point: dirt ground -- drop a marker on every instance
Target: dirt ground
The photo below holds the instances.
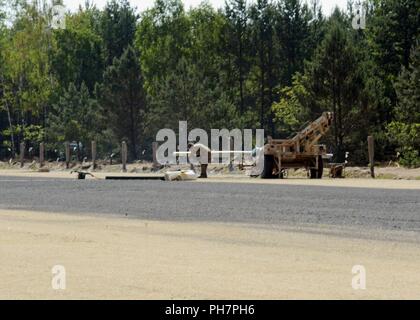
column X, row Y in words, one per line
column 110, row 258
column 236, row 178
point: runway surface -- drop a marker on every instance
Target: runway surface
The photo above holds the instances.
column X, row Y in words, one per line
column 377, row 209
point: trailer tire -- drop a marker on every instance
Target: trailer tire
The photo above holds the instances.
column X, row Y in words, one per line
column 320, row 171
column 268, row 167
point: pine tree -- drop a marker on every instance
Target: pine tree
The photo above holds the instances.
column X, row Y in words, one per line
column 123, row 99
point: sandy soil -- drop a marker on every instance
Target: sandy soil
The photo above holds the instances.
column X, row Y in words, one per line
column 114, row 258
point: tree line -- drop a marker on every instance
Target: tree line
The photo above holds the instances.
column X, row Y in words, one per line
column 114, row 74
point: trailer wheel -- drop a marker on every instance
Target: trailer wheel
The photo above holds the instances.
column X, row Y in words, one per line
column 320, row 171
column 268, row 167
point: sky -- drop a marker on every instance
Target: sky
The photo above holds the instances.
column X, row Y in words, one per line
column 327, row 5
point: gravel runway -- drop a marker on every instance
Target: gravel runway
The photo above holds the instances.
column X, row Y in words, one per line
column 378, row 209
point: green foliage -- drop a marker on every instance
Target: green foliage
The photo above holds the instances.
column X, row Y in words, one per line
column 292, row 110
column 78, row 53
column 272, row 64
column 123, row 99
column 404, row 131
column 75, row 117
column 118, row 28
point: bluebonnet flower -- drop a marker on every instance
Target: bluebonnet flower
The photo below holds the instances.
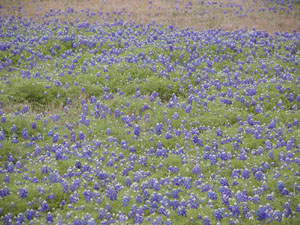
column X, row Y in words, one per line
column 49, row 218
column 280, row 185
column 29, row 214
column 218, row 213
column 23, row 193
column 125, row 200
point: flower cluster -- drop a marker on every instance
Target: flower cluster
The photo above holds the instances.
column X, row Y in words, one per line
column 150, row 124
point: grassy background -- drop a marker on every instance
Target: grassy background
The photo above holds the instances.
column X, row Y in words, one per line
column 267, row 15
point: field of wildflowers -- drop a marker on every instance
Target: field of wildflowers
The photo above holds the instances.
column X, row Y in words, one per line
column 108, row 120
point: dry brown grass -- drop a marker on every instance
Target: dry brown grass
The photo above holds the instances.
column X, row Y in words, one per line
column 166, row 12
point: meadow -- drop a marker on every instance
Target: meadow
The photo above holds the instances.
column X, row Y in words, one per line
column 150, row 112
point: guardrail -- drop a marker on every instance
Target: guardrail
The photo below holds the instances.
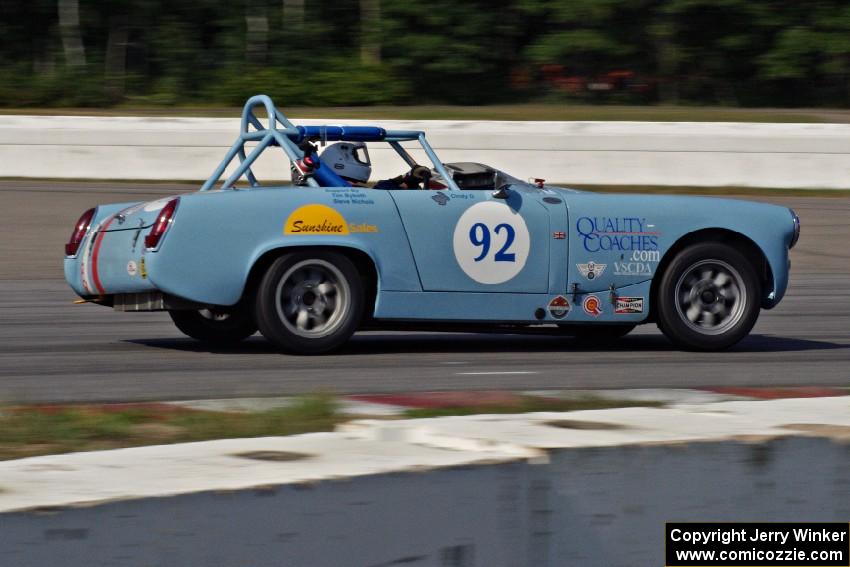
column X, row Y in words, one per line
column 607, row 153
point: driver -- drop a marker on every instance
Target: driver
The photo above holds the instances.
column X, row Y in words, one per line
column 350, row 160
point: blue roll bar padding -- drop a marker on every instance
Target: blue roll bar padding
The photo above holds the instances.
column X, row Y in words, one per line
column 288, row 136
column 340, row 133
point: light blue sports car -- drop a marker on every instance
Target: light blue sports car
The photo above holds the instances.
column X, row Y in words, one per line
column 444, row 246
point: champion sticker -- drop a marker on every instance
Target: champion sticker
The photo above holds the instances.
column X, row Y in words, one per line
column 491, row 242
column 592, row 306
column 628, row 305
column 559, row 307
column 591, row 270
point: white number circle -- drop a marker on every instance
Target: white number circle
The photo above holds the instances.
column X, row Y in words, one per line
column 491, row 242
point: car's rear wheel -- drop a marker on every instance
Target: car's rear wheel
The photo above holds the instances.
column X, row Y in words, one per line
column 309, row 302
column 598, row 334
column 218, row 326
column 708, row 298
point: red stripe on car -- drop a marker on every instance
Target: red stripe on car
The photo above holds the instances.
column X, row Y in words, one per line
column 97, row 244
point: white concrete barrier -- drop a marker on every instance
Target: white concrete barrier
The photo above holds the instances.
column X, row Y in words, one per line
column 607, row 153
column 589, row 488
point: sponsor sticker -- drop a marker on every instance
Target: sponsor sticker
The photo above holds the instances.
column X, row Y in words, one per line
________________________
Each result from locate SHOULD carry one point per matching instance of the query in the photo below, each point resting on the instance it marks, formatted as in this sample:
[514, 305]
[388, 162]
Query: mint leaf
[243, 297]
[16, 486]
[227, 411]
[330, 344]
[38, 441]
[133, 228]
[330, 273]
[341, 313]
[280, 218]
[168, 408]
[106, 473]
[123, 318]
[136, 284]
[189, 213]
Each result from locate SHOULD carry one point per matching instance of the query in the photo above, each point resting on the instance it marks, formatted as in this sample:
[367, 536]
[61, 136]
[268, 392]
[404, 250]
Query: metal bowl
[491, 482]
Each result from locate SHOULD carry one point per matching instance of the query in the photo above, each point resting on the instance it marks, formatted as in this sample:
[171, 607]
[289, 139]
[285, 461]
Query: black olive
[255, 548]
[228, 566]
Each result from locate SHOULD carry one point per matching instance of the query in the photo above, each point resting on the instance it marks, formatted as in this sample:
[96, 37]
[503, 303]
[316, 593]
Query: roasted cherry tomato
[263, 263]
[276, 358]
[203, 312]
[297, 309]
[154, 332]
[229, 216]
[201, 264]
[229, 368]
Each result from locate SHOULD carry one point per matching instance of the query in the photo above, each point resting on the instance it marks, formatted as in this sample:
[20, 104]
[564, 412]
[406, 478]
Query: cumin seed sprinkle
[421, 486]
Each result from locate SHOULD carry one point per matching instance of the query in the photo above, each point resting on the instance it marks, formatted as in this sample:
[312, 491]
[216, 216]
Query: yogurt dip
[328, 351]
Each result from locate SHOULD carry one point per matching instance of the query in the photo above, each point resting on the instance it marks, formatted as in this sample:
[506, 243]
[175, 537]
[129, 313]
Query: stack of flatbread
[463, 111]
________________________
_TASK STATEMENT_
Retype the items from the line containing "point: dirt ground" through the line containing "column 377, row 209", both lines included, and leave the pictures out.

_THE COMPLETED TASK_
point: dirt ground -- drop a marker on every instance
Target: dirt ground
The photo below holds the instances.
column X, row Y in words, one per line
column 110, row 258
column 236, row 178
point: runway surface -- drop a marker on every instance
Target: runway surface
The photo above holds the instances.
column X, row Y in words, one per line
column 377, row 209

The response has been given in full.